══ Data supplied

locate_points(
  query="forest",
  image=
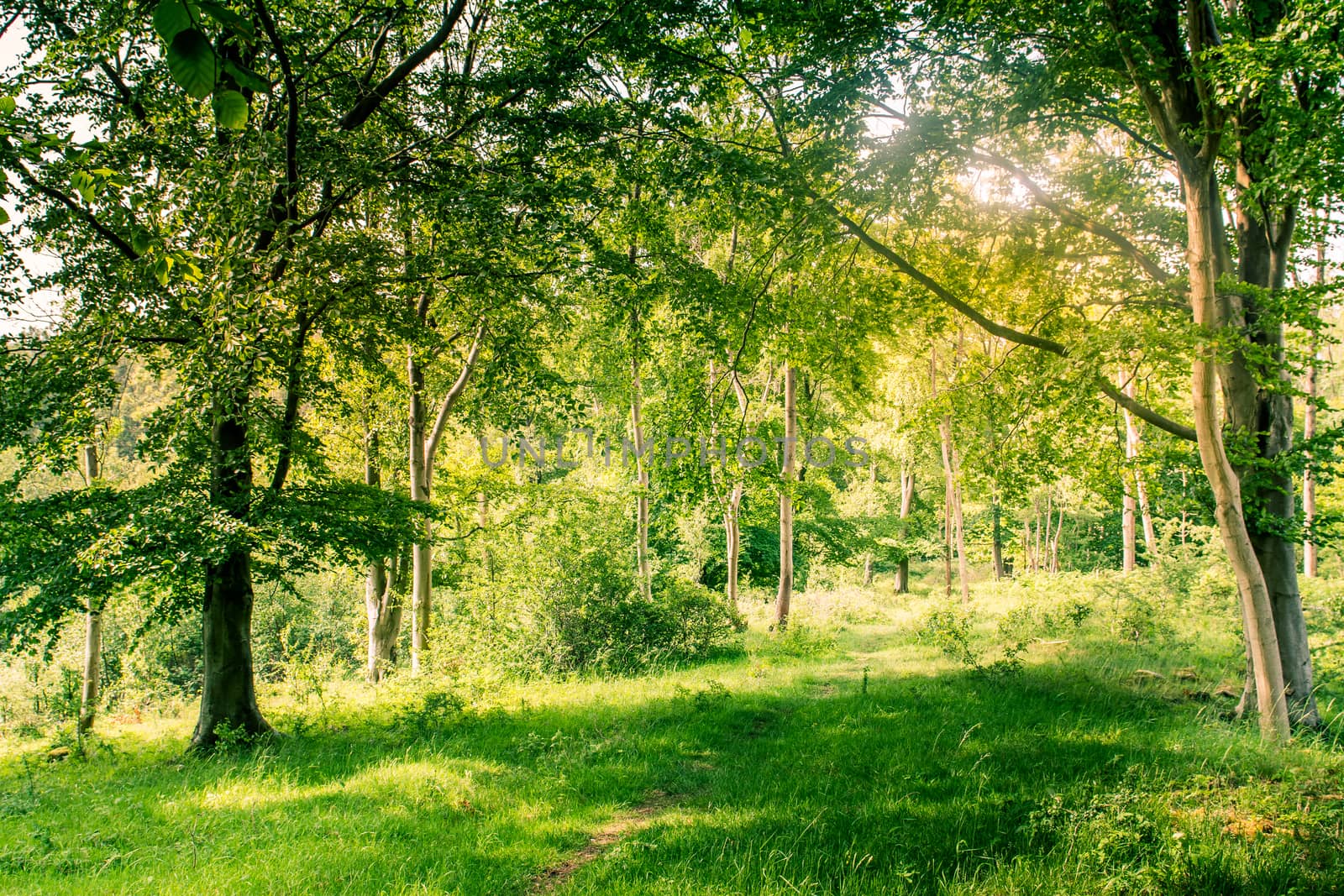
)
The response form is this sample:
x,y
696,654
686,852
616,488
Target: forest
x,y
671,446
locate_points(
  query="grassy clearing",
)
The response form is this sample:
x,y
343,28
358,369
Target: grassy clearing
x,y
851,757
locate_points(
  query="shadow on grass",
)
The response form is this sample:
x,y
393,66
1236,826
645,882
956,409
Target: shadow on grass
x,y
1053,779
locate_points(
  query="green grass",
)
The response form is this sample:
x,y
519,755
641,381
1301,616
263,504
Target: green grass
x,y
788,775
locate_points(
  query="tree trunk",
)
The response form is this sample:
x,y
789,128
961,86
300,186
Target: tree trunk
x,y
1035,551
93,625
998,547
734,540
382,591
953,537
907,499
228,698
421,550
867,557
1054,543
1310,560
642,506
1132,443
1258,610
790,437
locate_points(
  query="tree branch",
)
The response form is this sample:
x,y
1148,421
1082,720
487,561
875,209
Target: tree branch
x,y
447,405
992,327
370,102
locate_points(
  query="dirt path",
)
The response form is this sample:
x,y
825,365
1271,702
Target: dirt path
x,y
604,839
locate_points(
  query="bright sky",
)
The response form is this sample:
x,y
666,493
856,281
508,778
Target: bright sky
x,y
39,308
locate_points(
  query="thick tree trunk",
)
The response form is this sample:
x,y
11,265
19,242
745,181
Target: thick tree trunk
x,y
93,624
1258,610
228,698
1265,410
790,437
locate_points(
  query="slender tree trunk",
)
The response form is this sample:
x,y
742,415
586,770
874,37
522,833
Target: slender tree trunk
x,y
642,508
423,558
382,595
1054,543
228,696
1035,553
1310,562
907,499
867,557
93,624
483,521
1126,526
790,437
734,540
953,535
1133,441
999,540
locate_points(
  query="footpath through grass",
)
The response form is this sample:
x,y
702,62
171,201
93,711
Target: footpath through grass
x,y
870,768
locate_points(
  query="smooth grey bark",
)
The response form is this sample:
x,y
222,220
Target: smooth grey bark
x,y
788,474
383,587
93,622
998,540
228,696
907,497
423,446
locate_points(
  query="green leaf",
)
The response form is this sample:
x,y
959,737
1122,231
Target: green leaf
x,y
245,76
230,109
172,18
192,60
82,183
228,19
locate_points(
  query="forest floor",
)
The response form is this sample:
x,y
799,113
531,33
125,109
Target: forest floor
x,y
851,757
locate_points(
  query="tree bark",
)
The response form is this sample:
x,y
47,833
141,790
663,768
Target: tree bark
x,y
1310,560
1126,526
382,589
1310,555
998,547
790,437
734,540
907,499
1258,610
93,624
228,698
1133,439
421,550
642,468
423,446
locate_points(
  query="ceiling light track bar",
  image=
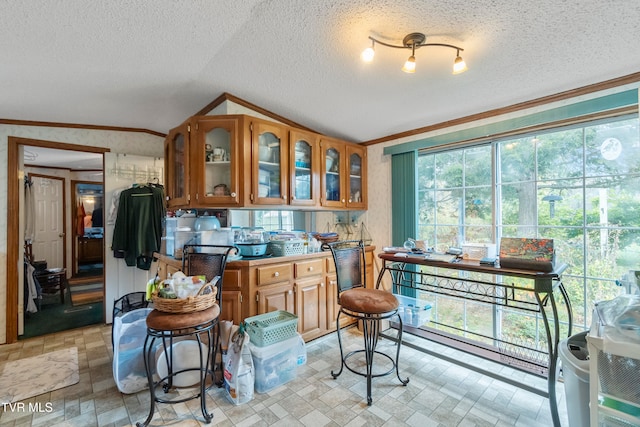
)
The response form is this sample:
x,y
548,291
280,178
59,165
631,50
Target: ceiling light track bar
x,y
414,41
416,46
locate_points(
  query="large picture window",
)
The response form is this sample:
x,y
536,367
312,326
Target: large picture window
x,y
579,185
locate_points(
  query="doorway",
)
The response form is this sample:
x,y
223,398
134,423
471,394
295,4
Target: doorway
x,y
66,314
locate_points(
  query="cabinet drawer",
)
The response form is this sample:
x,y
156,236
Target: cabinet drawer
x,y
331,265
274,274
231,280
307,268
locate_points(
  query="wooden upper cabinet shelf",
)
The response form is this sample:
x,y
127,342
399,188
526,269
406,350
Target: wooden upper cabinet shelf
x,y
241,161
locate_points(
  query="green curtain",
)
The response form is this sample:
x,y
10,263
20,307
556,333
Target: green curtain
x,y
403,203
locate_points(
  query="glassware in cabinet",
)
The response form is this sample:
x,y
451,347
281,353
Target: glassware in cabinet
x,y
176,154
357,169
269,163
303,173
217,145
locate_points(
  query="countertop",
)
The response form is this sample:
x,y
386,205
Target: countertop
x,y
248,262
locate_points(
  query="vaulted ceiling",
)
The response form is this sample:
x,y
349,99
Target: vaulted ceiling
x,y
152,63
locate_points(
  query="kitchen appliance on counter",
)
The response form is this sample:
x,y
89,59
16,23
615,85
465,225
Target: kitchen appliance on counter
x,y
252,241
209,228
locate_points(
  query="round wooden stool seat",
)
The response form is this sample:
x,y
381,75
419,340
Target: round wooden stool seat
x,y
161,321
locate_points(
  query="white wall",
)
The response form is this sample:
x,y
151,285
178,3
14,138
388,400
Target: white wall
x,y
119,142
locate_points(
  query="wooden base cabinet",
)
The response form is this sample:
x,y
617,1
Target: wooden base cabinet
x,y
236,161
301,284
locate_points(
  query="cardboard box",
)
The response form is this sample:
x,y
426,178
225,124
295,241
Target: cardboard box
x,y
527,254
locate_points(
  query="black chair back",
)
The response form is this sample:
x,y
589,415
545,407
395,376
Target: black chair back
x,y
206,260
348,256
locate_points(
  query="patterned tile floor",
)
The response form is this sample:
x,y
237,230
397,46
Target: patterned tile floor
x,y
439,393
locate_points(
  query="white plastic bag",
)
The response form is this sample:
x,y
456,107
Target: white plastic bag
x,y
239,375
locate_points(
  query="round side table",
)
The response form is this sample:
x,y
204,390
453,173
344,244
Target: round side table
x,y
168,327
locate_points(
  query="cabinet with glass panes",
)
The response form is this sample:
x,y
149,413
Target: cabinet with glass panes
x,y
242,161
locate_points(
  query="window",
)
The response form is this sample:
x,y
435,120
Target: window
x,y
578,185
274,220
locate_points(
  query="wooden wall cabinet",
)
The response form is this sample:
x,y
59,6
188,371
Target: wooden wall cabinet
x,y
204,158
241,161
343,182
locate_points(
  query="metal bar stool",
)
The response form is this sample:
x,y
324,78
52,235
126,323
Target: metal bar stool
x,y
369,306
201,326
167,327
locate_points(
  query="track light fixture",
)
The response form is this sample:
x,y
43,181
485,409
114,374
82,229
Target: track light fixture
x,y
414,41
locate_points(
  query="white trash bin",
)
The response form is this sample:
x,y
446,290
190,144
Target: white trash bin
x,y
574,355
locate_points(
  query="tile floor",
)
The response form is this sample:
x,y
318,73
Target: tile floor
x,y
438,394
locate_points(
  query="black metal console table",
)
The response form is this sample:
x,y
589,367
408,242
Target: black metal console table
x,y
516,289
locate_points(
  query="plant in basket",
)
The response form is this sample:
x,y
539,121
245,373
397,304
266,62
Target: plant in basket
x,y
185,294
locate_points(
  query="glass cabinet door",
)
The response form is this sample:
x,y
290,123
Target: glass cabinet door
x,y
303,158
217,153
269,183
176,152
332,174
357,177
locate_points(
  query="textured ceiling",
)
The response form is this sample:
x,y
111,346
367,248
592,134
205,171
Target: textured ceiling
x,y
152,63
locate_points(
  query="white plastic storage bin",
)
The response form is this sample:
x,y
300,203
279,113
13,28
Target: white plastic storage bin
x,y
276,364
129,333
614,362
414,312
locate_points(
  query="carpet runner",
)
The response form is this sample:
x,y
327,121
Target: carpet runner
x,y
85,290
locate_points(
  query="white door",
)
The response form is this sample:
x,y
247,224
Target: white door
x,y
48,243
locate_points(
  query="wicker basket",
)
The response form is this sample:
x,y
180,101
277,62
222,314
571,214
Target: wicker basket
x,y
287,247
191,304
326,238
270,328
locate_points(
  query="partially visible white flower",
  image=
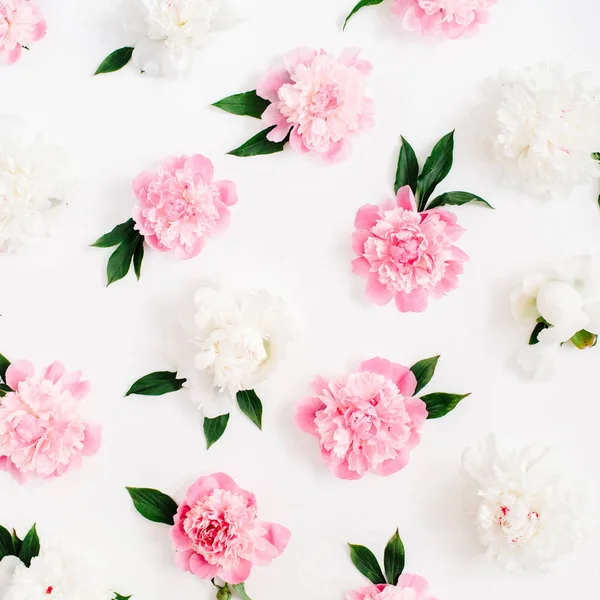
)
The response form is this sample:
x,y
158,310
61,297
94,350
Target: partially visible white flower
x,y
32,184
53,574
544,125
526,511
233,346
168,32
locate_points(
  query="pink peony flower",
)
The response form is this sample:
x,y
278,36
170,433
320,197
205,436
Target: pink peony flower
x,y
405,254
217,532
320,98
21,23
453,18
181,205
40,430
366,421
410,587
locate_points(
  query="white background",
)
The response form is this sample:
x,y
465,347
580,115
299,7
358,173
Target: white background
x,y
291,232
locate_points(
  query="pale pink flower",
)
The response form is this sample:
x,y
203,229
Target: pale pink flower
x,y
405,254
320,98
366,421
181,206
452,18
217,532
41,432
410,587
21,23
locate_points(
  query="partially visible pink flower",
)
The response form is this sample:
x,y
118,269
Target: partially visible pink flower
x,y
217,532
410,587
366,421
181,206
452,18
320,98
405,254
41,432
21,23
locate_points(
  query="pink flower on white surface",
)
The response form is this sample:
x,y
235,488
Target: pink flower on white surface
x,y
366,421
452,18
410,587
405,254
319,100
41,432
180,206
217,532
21,23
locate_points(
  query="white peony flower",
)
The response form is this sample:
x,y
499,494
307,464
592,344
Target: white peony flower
x,y
527,513
52,574
233,346
168,32
544,126
32,184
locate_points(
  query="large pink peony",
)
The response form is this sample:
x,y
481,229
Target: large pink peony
x,y
366,421
452,18
217,532
41,432
320,98
181,205
405,254
21,23
410,587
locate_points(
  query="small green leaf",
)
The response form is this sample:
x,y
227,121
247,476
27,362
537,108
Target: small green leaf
x,y
116,236
423,371
115,60
394,559
440,404
360,5
247,104
156,384
436,168
214,429
30,547
259,144
251,406
457,199
364,560
153,505
407,172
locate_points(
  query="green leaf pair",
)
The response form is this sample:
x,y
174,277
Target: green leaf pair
x,y
250,104
130,248
438,404
435,170
393,561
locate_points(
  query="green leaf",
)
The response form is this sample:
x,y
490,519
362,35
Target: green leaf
x,y
116,236
251,406
393,559
247,104
240,591
423,371
407,172
7,546
440,404
360,5
259,144
214,429
458,199
115,60
153,505
584,339
30,547
364,560
156,384
436,168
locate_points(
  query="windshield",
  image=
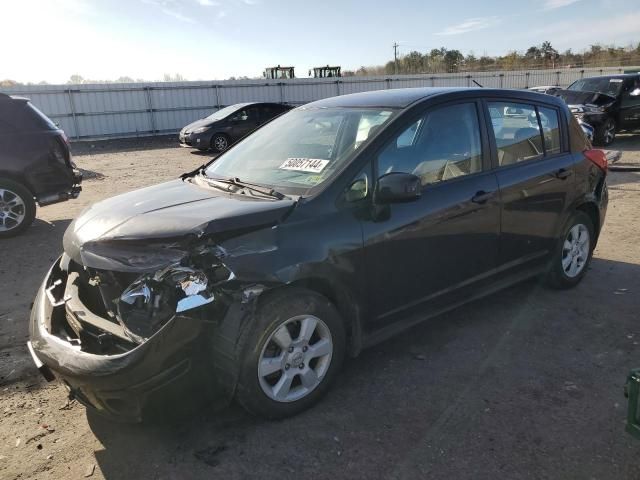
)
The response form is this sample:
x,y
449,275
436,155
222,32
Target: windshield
x,y
301,149
606,85
226,111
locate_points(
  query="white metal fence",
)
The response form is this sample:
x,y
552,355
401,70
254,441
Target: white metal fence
x,y
140,109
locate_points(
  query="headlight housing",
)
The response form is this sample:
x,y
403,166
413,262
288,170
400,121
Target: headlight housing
x,y
593,109
154,299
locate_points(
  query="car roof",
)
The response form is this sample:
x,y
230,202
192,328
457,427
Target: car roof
x,y
618,75
404,97
10,98
250,104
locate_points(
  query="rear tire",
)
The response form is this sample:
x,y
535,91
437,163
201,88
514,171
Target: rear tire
x,y
17,208
293,352
606,133
573,253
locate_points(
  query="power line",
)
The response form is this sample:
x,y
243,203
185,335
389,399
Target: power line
x,y
395,56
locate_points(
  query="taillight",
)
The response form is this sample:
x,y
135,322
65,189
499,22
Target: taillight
x,y
598,157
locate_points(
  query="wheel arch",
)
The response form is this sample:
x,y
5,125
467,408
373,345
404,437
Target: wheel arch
x,y
341,297
593,212
18,178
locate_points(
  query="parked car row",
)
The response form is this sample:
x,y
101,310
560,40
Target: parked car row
x,y
605,105
326,231
226,126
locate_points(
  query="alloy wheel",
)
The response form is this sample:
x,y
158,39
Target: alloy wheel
x,y
575,250
295,358
220,143
609,132
12,210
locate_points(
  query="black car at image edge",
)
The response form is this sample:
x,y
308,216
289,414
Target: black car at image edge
x,y
35,164
327,230
609,104
228,125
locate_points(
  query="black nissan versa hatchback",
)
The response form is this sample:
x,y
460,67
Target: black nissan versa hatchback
x,y
324,232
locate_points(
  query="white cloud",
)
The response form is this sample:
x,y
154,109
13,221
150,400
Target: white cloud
x,y
618,30
171,8
552,4
469,25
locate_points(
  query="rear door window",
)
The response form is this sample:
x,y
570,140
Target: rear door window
x,y
516,131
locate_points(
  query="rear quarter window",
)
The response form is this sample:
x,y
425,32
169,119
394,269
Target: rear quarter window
x,y
549,120
577,139
24,116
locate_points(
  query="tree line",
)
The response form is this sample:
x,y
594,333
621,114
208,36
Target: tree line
x,y
443,60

════

# Task brief:
Tally the lines of the records that contain the string "tree". How many are there? Reply with the number alone.

# Exercise output:
12